WRITTEN REQUEST
Reproduce the closing part of the entries exactly: the line with "of the diced" and all lines after it, ending with the last line, and nothing else.

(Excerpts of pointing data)
=====

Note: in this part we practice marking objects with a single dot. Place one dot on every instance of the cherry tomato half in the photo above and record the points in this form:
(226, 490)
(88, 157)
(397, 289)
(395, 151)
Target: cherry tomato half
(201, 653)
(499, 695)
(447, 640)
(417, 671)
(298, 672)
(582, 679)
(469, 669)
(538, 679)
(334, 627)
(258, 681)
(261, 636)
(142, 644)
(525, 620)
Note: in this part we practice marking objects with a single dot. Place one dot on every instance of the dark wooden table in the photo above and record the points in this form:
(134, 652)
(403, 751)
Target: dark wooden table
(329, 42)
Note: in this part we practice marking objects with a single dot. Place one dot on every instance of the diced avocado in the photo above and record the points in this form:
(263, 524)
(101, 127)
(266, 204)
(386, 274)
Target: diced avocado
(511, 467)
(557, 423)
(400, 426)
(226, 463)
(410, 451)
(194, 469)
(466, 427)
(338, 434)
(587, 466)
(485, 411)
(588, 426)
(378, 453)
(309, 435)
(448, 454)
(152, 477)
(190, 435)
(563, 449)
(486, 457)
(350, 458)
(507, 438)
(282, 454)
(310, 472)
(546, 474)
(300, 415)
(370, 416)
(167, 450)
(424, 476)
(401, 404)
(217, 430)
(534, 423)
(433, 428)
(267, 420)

=====

CORRECT ANSWER
Note: in this part we practice marking objects with a single dot. Place one dot on every instance of the diced avocado in the photo above and record the points in this form:
(263, 524)
(101, 127)
(266, 204)
(386, 274)
Target: diced avocado
(511, 467)
(557, 423)
(400, 426)
(226, 463)
(410, 451)
(194, 469)
(466, 427)
(338, 434)
(587, 466)
(485, 411)
(588, 426)
(378, 453)
(309, 435)
(448, 454)
(152, 477)
(190, 435)
(563, 449)
(486, 457)
(350, 458)
(507, 438)
(282, 454)
(310, 472)
(546, 474)
(300, 415)
(370, 416)
(167, 450)
(424, 476)
(401, 404)
(217, 430)
(534, 423)
(433, 428)
(267, 420)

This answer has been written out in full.